Problem requirements: Arrange the data below as a Markdown table with the columns No. and Line, numbering each line and omitting any blank lines.

■ ■ ■

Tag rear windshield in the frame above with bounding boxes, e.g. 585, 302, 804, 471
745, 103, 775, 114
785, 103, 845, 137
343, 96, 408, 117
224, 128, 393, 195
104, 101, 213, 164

■ ■ ■

Result below:
| No. | Line |
|---|---|
| 1 | Tag rear windshield in the frame above with bounding boxes, e.g. 585, 302, 804, 471 |
| 2 | 745, 103, 775, 114 |
| 3 | 785, 103, 845, 137 |
| 4 | 343, 96, 408, 117 |
| 5 | 224, 128, 393, 195 |
| 6 | 104, 101, 213, 164 |